Stored entries:

----------

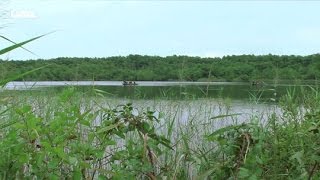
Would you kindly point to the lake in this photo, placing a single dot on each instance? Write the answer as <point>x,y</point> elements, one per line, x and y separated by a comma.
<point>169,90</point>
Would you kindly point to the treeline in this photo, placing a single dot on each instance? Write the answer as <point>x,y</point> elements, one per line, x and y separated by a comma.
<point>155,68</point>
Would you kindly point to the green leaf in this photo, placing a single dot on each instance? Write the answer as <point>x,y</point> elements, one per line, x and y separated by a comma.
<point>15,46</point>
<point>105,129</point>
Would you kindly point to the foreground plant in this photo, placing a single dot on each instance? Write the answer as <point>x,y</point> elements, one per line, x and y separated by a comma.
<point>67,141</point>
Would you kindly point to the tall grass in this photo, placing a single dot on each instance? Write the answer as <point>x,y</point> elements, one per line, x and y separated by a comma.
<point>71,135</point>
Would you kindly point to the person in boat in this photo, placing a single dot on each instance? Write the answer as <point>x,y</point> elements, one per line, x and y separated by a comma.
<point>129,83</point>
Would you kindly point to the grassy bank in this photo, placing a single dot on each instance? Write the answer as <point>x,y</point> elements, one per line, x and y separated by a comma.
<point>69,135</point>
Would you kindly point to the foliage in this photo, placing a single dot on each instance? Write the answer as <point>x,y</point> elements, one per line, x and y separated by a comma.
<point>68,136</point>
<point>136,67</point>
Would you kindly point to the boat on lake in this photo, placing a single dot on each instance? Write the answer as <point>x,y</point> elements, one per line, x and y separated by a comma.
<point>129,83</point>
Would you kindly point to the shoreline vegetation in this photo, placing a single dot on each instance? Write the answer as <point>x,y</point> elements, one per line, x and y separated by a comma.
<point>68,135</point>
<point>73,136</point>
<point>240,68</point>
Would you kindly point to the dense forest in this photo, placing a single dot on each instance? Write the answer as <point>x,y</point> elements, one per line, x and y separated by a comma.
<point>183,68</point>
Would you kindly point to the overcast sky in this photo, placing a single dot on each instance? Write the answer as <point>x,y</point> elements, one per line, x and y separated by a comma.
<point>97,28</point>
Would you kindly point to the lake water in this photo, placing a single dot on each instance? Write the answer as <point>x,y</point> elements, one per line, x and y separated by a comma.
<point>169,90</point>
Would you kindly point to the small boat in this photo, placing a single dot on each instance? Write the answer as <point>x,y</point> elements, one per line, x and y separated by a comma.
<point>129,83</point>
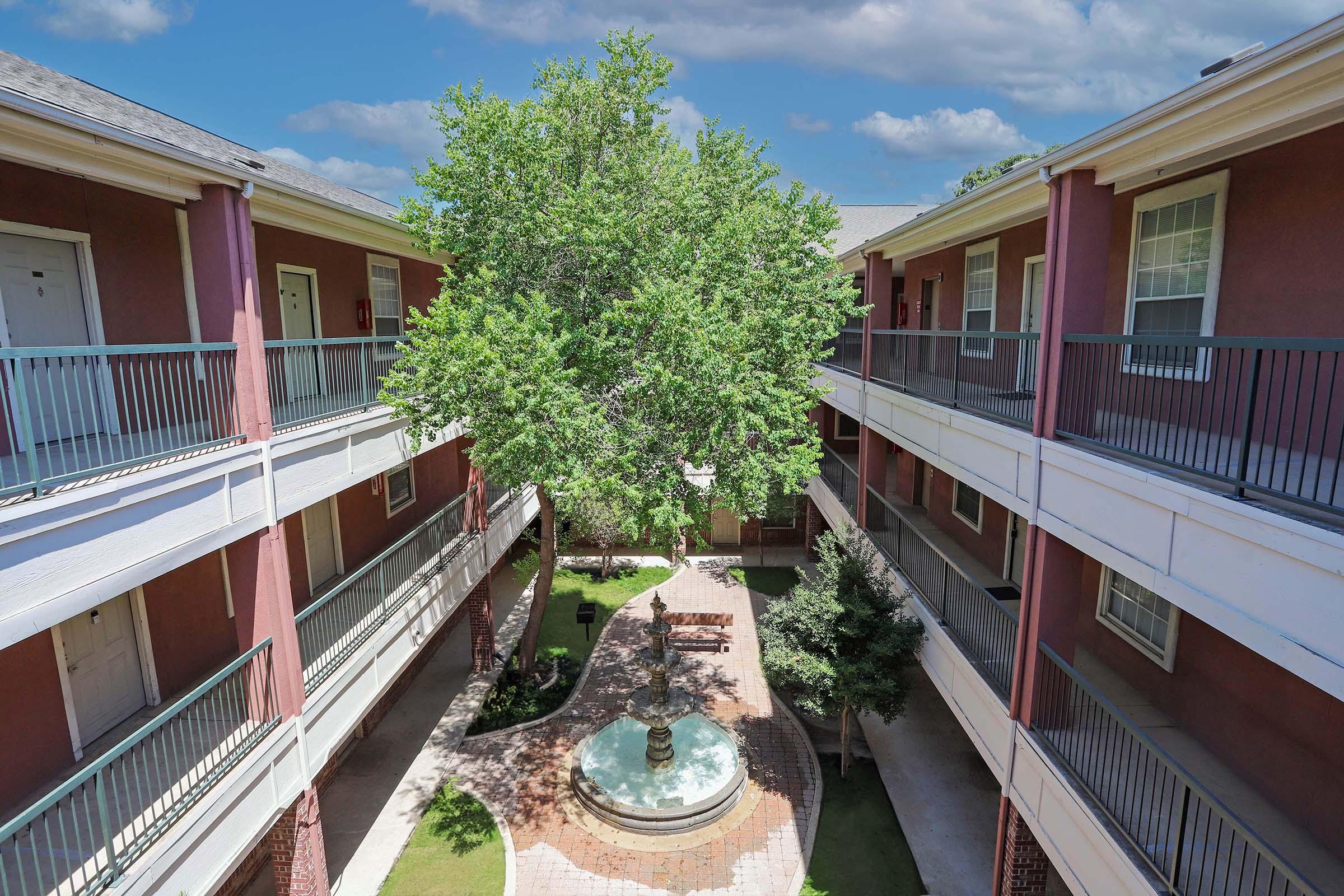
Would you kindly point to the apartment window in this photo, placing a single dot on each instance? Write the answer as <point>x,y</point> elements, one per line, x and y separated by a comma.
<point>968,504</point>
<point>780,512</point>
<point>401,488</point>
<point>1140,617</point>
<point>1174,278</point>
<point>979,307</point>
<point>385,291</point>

----------

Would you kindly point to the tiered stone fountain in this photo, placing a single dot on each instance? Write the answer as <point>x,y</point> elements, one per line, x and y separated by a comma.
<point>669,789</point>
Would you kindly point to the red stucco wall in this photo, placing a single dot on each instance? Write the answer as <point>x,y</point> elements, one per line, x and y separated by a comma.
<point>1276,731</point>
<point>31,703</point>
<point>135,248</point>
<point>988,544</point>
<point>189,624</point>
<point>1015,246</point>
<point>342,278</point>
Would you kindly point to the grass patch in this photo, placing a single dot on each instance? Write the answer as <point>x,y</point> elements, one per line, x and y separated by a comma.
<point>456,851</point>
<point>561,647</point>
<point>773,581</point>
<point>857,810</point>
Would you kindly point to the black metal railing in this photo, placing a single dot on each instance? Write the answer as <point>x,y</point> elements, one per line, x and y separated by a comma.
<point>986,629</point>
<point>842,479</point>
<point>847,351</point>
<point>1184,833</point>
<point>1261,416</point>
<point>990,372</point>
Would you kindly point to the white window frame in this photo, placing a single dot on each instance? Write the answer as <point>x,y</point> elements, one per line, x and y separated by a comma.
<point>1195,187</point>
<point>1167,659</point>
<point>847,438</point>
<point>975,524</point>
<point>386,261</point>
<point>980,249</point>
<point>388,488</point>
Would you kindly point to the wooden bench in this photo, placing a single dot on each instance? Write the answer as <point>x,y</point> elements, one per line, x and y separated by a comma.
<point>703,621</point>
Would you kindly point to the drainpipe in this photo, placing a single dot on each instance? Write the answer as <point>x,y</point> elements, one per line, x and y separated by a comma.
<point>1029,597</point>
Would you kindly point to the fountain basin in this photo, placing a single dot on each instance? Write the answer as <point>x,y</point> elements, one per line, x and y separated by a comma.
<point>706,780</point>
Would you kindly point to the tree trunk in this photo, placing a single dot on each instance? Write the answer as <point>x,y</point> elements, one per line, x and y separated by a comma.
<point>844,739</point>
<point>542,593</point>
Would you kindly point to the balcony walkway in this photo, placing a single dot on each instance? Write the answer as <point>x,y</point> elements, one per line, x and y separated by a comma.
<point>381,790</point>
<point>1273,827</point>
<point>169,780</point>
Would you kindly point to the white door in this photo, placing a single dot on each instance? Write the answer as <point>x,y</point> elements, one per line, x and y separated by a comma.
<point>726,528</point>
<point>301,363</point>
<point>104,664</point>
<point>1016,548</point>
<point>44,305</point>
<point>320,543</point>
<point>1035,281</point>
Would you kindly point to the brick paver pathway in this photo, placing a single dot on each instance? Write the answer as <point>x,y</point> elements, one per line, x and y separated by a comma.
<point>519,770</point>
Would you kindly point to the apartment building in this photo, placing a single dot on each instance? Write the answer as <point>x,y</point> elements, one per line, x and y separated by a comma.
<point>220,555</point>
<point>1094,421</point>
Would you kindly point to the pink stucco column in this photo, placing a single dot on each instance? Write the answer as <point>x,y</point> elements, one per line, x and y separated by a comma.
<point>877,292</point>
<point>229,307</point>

----------

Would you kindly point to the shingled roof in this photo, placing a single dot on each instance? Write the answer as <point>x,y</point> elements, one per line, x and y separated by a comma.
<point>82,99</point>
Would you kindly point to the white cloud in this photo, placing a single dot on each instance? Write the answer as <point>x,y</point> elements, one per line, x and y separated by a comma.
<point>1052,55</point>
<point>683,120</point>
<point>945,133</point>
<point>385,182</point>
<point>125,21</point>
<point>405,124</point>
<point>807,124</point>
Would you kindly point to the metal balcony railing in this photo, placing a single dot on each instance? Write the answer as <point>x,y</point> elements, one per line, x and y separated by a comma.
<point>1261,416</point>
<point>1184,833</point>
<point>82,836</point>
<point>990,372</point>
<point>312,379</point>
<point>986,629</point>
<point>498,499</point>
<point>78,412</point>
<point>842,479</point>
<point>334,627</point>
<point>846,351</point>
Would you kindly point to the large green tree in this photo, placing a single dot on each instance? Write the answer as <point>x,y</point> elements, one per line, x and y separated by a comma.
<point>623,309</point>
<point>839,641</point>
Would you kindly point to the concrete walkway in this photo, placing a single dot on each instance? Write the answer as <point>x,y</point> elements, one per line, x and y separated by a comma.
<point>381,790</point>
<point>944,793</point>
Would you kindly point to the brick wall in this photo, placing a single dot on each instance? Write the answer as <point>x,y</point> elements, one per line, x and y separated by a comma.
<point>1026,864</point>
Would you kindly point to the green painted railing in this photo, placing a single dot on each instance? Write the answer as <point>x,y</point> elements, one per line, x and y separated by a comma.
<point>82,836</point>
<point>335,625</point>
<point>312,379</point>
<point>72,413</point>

----------

Filter the items above and copy out each line that contains the word "railing", keeping the lines in their original order.

→ **Correct result**
Would you kindly point to the black metal railing in this photo, placing a single dot on each instance? Write the answer as <point>x,y</point> elements, one per line, x and y separated by a comma.
Would you kindly point to the metal balcony railing in this photo, placing a single dot on each instance? Write the answer as <point>x,y</point> elements, one per line, x and y separated by a comma.
Would you kindly point to the green painted railing in this photo, placing a single dot on each instance? Write the answer as <point>x,y</point> elements, one per line, x and y separated by a comma.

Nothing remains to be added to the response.